[Start of section]

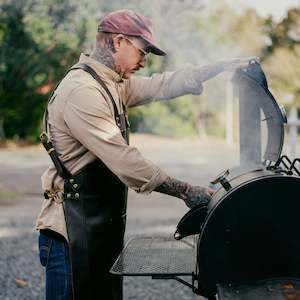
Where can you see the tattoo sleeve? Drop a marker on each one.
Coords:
(174, 187)
(191, 195)
(205, 73)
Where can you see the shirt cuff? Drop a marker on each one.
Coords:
(156, 180)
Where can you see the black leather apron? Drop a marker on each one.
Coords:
(95, 203)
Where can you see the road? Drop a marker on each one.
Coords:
(21, 276)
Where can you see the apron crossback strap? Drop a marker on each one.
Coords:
(121, 121)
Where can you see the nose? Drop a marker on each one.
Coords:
(142, 62)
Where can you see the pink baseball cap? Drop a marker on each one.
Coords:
(130, 23)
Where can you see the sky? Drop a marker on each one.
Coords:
(277, 8)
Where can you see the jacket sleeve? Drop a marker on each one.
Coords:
(90, 121)
(163, 86)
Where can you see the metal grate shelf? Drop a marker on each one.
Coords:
(156, 256)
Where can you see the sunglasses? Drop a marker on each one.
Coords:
(142, 51)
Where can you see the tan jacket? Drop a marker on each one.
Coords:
(82, 127)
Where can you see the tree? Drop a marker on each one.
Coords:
(282, 59)
(38, 41)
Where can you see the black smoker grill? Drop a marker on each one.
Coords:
(245, 244)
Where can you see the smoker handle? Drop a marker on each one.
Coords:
(221, 178)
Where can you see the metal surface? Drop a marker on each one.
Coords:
(251, 232)
(156, 256)
(271, 289)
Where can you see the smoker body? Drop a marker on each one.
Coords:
(249, 232)
(244, 245)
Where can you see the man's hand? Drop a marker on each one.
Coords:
(238, 63)
(191, 195)
(197, 195)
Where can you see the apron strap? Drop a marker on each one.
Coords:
(121, 121)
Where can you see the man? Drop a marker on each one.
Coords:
(82, 221)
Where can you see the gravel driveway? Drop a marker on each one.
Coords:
(21, 276)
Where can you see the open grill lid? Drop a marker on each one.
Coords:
(255, 98)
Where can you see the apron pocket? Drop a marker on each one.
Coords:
(44, 248)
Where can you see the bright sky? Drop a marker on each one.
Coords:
(276, 8)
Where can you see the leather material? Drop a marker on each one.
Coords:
(96, 225)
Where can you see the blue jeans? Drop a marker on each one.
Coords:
(54, 257)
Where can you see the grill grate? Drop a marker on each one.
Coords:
(156, 256)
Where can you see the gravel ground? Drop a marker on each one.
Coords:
(21, 276)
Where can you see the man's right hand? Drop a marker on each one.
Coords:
(197, 195)
(191, 195)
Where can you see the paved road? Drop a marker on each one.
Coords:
(21, 276)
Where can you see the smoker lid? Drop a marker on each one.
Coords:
(251, 233)
(252, 84)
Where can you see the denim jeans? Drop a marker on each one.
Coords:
(54, 257)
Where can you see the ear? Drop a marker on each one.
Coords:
(117, 41)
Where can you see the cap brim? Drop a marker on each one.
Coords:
(154, 48)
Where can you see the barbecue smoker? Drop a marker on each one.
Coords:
(245, 244)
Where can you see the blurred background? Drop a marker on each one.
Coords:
(191, 137)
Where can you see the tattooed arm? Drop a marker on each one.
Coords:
(191, 195)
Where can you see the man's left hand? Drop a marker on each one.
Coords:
(238, 63)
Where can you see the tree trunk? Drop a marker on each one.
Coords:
(2, 133)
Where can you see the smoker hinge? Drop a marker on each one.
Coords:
(192, 286)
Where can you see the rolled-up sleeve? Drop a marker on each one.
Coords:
(163, 86)
(90, 120)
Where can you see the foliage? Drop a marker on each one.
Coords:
(38, 40)
(282, 57)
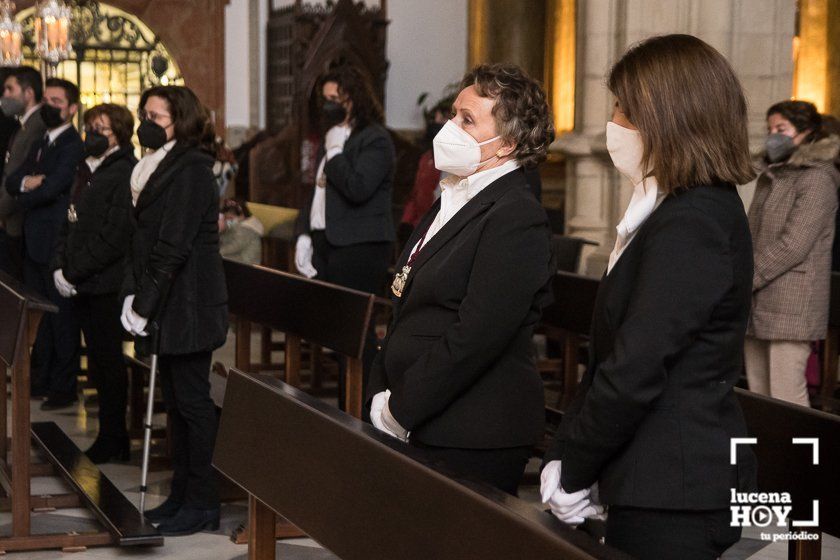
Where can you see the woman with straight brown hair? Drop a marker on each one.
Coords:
(654, 415)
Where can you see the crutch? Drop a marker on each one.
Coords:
(147, 423)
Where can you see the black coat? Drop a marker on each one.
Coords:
(175, 269)
(359, 187)
(458, 357)
(654, 414)
(46, 207)
(91, 252)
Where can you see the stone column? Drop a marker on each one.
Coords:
(755, 35)
(508, 31)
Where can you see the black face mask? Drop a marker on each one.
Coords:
(151, 135)
(51, 116)
(332, 114)
(95, 144)
(432, 129)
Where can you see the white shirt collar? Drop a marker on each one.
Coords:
(29, 113)
(94, 163)
(477, 182)
(56, 132)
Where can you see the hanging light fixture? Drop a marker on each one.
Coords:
(11, 36)
(52, 32)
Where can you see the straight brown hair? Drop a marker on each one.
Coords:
(122, 123)
(689, 107)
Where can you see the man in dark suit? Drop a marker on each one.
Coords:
(41, 186)
(22, 92)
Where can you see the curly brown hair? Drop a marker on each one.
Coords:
(189, 115)
(520, 108)
(357, 87)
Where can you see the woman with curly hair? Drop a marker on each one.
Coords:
(455, 376)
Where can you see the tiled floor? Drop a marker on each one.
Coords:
(80, 424)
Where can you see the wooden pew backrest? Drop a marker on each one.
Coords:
(360, 494)
(325, 314)
(785, 467)
(15, 298)
(574, 300)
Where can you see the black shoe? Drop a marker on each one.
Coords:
(57, 402)
(107, 449)
(189, 521)
(168, 509)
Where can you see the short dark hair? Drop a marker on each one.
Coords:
(28, 77)
(122, 123)
(358, 89)
(188, 114)
(520, 108)
(71, 90)
(801, 114)
(690, 109)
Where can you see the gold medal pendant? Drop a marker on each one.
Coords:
(398, 285)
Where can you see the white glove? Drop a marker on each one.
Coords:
(132, 322)
(571, 509)
(65, 288)
(303, 256)
(335, 139)
(377, 407)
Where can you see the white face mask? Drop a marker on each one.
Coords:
(626, 150)
(457, 152)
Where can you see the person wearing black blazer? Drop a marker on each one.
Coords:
(346, 230)
(175, 280)
(23, 90)
(41, 186)
(456, 375)
(89, 263)
(654, 415)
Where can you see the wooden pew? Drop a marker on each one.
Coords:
(785, 467)
(362, 494)
(569, 319)
(22, 311)
(325, 314)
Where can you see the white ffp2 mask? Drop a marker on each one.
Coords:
(626, 150)
(457, 152)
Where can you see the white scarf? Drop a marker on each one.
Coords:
(646, 198)
(144, 169)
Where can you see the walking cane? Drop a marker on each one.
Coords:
(147, 423)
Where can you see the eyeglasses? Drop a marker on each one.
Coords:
(152, 116)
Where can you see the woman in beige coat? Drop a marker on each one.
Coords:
(792, 224)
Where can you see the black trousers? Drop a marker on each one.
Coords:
(55, 354)
(651, 534)
(502, 468)
(11, 254)
(185, 382)
(99, 316)
(362, 267)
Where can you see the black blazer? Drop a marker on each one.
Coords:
(175, 269)
(458, 356)
(91, 250)
(46, 207)
(654, 414)
(359, 187)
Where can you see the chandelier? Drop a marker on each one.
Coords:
(11, 36)
(52, 31)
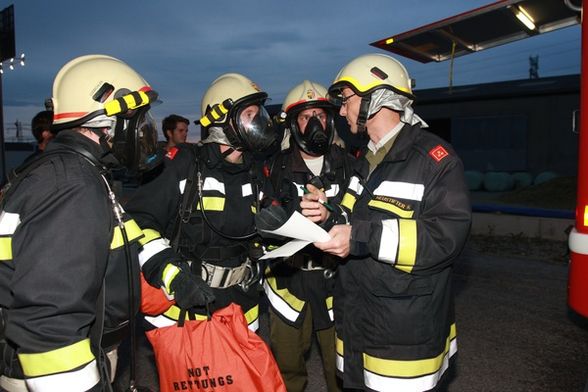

[End of section]

What lines of the preceding data include the string "hair"? Pull them out.

Where can you see the woman with straight brown hair? Drop a marker on each one.
Where can you see the straight brown hair? Drop a marker on each one.
Where can you see the curly brown hair? Drop a marker on each one.
Where can you see the woman with curly hair? Drop a marker on each one.
Where can you see the short dark hair? Drop a marker on each one.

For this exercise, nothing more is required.